▶ _Source data_
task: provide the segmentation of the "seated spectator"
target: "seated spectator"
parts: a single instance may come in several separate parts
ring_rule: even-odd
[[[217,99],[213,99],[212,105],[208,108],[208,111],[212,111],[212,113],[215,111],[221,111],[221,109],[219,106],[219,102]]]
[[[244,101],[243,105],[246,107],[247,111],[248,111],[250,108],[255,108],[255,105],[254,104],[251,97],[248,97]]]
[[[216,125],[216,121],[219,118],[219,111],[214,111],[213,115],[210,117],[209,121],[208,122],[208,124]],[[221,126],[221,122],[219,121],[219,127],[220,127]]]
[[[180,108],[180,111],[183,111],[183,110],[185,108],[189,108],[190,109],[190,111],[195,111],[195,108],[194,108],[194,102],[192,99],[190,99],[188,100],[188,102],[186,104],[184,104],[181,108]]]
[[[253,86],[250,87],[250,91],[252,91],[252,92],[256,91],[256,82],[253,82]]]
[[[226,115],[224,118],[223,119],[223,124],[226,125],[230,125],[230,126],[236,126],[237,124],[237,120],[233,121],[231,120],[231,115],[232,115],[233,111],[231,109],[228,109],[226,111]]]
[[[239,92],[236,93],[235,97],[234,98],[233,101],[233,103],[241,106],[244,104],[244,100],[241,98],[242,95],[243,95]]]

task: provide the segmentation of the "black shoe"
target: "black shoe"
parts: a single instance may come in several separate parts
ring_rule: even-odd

▶ _Work to be completed_
Please report every line of the records that contains the word "black".

▶ _Output for this task_
task: provide the segmentation of the "black shoe"
target: "black shoe"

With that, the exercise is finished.